§ **EXERCISE**: Return every line of the data below unchanged and in the same order.

--- Begin DATA LINES ---

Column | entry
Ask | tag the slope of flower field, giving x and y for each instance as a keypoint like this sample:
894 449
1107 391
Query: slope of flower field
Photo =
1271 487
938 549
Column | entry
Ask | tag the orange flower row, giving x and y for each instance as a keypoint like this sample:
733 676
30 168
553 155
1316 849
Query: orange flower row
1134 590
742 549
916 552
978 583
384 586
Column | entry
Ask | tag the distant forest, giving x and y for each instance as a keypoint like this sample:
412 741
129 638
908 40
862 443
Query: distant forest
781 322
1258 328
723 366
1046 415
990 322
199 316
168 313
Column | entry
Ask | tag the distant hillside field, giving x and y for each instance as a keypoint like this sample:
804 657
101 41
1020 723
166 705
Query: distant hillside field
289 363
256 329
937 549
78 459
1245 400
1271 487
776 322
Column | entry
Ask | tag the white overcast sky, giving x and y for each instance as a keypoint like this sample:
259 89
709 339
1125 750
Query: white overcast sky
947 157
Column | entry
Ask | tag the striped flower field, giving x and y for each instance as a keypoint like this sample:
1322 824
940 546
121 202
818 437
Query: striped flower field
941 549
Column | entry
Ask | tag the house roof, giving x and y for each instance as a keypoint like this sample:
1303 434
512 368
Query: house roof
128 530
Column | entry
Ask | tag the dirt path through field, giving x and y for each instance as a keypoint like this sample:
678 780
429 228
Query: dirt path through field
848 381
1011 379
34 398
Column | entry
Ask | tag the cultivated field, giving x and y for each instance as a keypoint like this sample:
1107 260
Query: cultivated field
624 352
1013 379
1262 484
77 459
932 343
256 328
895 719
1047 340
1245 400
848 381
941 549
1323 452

--- End DATA LINES ---

§ **CORRECT RESULT**:
Column | entry
Ask | tag the slope of flower field, giving x and y for each instance as a keypoint like this sample:
894 449
1107 391
Query: slope of flower field
Photo =
1271 487
938 549
Column | entry
Ask | tag the orange flower row, giving x and y for each instance as a keypoint like this sample:
733 676
30 168
553 155
1316 849
Query: orange flower row
1134 590
742 549
916 552
978 583
384 586
Column | entry
Ask | tag the distant forest, giving x and y for each instance as a keypoint like this sample:
412 741
129 638
908 40
862 443
Query: distant forest
781 322
1258 328
723 366
1046 415
990 322
199 316
168 313
Column | entry
Ask | tag the distant hillside field, giving x and y for each instance as a keypoint like this sample:
804 657
101 41
1020 723
166 705
Query: distant hillside field
289 363
256 329
937 549
78 459
1245 400
1271 487
776 322
Column | entry
Ask | tag the white overcast sky, giving x and y for each instance as a keypoint like this sample:
259 89
709 339
1125 750
Query: white overcast sky
947 157
Column | entry
Ask | tag the striped flower field, giving x and y for each instance as a keypoint like this sample:
1322 824
940 546
121 202
818 437
Query: striped flower field
941 549
Column | entry
Ask | tag the house roof, giving x and y for each instance as a keypoint like this sample:
1303 434
512 368
Query: house roof
128 530
Column | entry
Ask | tag the dirt path through field, giving x and y for each instance as a keypoint like this sample:
678 780
429 228
Query: dirt path through field
848 381
1011 379
34 398
Column | entry
Ask | tag the cultivated field, giving x and y for each instance as a keypoint like this sample:
1107 260
Query: cultivated field
624 352
1013 379
1262 484
77 459
932 343
256 328
895 719
1047 340
1245 400
848 381
941 549
1323 452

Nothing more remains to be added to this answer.